### Listed records ###
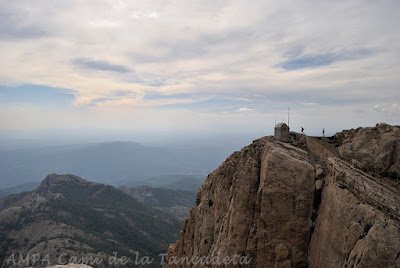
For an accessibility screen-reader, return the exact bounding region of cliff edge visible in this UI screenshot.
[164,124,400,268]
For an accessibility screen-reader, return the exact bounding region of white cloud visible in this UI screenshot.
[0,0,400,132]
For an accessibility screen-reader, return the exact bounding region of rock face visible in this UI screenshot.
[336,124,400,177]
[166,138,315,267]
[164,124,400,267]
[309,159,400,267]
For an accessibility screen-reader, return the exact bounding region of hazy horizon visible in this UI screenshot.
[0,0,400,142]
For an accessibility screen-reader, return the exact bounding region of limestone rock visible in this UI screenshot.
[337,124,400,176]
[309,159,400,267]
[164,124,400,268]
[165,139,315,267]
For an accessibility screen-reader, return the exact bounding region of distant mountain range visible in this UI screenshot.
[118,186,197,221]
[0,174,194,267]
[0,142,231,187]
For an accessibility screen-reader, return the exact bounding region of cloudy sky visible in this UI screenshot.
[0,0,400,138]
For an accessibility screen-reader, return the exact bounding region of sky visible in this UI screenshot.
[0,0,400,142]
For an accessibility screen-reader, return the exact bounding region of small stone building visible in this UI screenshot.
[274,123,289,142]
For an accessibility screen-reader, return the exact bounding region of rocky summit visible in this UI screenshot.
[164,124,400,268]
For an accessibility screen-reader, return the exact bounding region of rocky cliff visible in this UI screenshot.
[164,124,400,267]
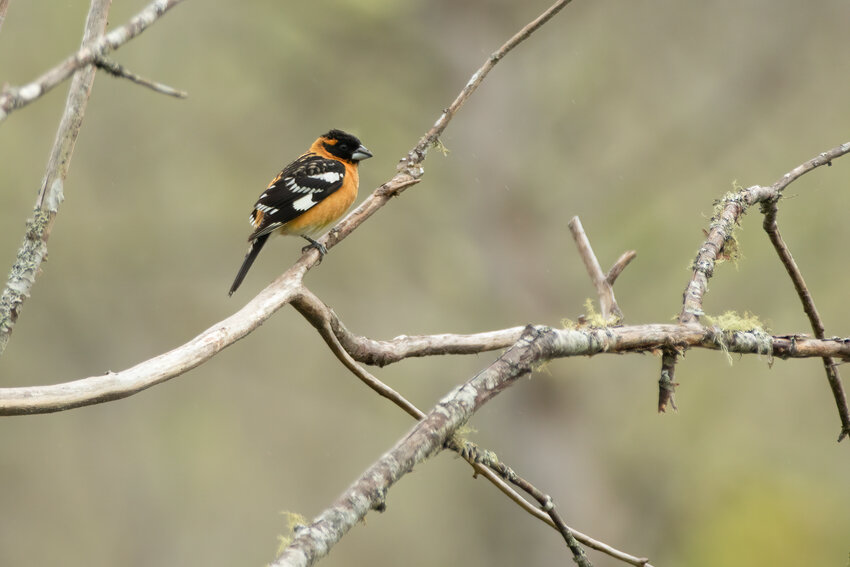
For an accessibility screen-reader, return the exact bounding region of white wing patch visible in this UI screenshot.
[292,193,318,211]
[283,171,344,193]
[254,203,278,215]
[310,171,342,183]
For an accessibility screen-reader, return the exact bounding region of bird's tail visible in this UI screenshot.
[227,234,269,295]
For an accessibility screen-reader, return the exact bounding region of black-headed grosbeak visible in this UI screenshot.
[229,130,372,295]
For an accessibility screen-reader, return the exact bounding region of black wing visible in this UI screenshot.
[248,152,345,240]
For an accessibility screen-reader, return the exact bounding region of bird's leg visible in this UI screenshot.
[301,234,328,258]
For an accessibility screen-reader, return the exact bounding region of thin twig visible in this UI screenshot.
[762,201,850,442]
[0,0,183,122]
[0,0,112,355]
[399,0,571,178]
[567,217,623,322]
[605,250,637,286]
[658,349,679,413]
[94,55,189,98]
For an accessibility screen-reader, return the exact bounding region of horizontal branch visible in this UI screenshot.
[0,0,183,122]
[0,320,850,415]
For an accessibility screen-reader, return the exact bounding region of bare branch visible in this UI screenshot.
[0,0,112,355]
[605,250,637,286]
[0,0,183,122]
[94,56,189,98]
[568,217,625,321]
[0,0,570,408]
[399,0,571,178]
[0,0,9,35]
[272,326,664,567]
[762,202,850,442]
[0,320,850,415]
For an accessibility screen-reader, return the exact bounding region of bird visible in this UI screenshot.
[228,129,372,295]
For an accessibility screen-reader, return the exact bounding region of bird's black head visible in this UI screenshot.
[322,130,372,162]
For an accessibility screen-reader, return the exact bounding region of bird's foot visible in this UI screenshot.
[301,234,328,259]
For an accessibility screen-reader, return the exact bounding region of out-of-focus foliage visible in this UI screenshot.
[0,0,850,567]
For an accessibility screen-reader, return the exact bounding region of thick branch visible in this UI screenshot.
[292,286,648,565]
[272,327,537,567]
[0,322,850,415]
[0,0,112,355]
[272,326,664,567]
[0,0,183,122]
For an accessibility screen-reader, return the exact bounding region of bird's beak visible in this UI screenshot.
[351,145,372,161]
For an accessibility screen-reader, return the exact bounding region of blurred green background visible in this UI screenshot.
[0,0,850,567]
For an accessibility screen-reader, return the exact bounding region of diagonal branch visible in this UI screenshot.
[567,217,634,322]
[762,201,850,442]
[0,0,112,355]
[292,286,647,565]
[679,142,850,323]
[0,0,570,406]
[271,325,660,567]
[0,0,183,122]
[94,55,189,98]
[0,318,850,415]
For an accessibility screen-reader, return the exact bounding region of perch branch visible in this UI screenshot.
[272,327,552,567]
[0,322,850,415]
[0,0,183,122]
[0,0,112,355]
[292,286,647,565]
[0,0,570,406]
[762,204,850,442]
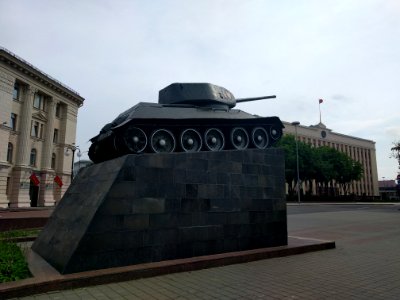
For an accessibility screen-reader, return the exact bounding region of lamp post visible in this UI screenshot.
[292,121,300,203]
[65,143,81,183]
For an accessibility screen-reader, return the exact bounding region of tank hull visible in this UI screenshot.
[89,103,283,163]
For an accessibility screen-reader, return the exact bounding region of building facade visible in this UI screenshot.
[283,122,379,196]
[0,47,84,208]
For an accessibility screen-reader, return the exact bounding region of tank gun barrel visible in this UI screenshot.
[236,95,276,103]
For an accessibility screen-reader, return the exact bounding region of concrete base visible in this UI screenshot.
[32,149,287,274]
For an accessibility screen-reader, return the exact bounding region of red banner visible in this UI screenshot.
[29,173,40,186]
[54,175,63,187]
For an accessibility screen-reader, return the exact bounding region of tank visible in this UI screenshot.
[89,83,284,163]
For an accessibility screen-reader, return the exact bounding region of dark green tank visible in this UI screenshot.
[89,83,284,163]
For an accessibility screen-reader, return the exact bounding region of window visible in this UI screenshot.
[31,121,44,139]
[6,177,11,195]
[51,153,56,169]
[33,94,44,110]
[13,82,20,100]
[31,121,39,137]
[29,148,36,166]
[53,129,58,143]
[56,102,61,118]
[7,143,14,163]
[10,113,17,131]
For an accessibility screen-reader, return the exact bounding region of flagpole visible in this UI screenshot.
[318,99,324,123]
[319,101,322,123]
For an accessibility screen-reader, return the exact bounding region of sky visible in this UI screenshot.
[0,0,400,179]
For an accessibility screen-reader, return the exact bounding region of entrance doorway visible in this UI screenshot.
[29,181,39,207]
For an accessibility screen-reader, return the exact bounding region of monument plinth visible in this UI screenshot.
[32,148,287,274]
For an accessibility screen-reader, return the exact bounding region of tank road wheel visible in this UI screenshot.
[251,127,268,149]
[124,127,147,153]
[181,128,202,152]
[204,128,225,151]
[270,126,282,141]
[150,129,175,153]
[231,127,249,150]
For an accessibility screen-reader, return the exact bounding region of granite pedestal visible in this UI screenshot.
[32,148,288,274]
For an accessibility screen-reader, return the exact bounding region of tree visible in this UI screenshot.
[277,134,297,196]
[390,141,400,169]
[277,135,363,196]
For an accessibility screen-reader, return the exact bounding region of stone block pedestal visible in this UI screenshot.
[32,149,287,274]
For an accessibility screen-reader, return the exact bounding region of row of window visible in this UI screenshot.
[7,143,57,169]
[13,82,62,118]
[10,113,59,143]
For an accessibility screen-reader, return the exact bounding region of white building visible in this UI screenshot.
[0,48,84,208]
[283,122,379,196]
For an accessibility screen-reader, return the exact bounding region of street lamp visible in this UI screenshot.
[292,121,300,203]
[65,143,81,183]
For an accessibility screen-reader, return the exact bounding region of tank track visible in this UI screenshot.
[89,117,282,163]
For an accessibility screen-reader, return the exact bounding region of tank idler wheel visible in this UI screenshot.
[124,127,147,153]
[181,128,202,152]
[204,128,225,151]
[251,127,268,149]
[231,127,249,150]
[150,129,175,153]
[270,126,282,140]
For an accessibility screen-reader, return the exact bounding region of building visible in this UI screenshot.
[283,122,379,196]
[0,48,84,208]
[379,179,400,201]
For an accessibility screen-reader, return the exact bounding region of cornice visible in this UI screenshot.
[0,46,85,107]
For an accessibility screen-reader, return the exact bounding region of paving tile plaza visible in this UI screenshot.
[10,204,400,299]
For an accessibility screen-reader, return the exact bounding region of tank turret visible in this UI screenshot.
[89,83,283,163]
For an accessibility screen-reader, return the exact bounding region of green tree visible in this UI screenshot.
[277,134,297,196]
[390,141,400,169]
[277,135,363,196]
###
### Listed records ###
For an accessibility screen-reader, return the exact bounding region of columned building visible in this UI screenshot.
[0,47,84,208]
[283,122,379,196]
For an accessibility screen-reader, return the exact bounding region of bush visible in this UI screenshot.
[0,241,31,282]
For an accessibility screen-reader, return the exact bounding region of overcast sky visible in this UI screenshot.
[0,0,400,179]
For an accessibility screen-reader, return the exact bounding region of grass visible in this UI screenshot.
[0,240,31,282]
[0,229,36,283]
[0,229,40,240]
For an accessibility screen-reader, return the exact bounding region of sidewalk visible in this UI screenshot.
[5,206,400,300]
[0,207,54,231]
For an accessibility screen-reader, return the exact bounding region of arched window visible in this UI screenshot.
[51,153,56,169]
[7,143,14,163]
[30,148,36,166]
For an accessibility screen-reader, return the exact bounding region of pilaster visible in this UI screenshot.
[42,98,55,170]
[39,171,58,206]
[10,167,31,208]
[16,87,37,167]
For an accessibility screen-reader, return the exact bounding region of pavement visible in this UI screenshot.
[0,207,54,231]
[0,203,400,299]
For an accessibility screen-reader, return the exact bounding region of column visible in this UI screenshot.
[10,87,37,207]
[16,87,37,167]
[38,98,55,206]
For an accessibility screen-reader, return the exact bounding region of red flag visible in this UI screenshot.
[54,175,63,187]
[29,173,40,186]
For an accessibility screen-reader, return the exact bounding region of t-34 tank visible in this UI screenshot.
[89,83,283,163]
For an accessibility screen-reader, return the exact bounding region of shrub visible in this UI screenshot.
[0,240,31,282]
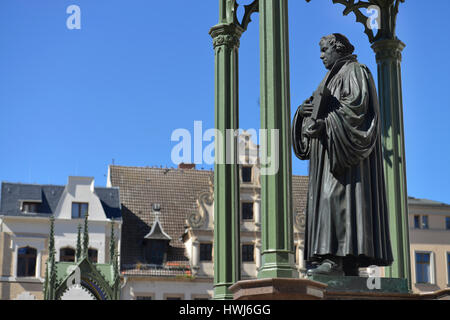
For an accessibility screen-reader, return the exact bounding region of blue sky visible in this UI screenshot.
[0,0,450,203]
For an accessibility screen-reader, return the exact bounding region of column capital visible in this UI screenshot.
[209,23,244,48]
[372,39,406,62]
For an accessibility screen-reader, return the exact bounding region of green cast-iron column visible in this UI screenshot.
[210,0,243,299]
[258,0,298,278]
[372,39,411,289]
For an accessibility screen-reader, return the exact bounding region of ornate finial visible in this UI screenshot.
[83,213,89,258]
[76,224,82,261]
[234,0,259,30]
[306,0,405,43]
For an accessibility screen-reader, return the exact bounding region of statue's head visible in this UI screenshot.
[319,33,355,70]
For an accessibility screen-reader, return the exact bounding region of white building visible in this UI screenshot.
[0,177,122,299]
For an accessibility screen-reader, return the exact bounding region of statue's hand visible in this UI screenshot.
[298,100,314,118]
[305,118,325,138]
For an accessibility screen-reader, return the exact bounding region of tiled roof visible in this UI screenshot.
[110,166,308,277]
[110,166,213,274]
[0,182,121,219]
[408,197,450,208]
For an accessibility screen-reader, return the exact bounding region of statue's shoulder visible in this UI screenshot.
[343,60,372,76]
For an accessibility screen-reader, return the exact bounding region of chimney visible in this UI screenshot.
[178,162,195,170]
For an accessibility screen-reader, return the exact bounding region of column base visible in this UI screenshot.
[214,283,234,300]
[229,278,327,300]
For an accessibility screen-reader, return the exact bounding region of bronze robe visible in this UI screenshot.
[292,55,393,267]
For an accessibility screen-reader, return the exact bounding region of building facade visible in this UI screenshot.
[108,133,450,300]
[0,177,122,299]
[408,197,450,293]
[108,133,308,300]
###
Task prompt:
Copy the lines exactly, from the one containing "edge visible in this UI screenshot." through the one containing "[227,234,269,295]", including both, and leave the pictures out.

Exercise output:
For an accessibility screen-reader, return the exact bounding region of cliff edge visible in this UI screenshot.
[164,124,400,268]
For an accessibility screen-reader, return the exact bounding region of white cloud visible in this UI screenshot.
[0,0,400,132]
For an accessibility screen-reader, return the exact bounding region of rock face visible in this UI screenshot.
[336,124,400,177]
[166,138,315,267]
[164,124,400,267]
[309,159,400,267]
For an accessibility screen-reader, return the exact bounding region of hazy horizon visible in this UI screenshot.
[0,0,400,142]
For an accessibility screen-reader, return the exact bounding region of limestone rock visible in this UI screenshot.
[337,124,400,176]
[309,159,400,267]
[164,124,400,268]
[165,139,315,267]
For an accessibility screen-reader, return the exact bounding region of distant mountain range visible in this UI screenshot.
[118,186,197,221]
[0,174,194,267]
[0,142,231,187]
For an accessibility screen-reader, return the exact bounding region of cloudy sky visible in this UI screenshot.
[0,0,400,138]
For an accessibility screen-reader, return the exact bounding region of sky visible in this UI screenshot.
[0,0,400,142]
For an accessibility screen-reader, return the exact bounding region of small stone building visible in this UI screenshot.
[274,123,289,142]
For an accessibility screen-reader, return the exact bounding region of rocky summit visible in this UI screenshot.
[164,124,400,268]
For an accessibility screen-reader, return the exact bounding region of rocky cliff visible in this UI screenshot.
[164,124,400,267]
For an accessibility screen-reader, return the exact bounding region of white wing patch visible in this UI screenshot.
[292,193,318,211]
[283,171,344,193]
[254,203,278,215]
[310,171,342,183]
For an accessibility screen-reader, return the exact bounding region of bird's tail visible in this UI screenshot.
[227,234,269,295]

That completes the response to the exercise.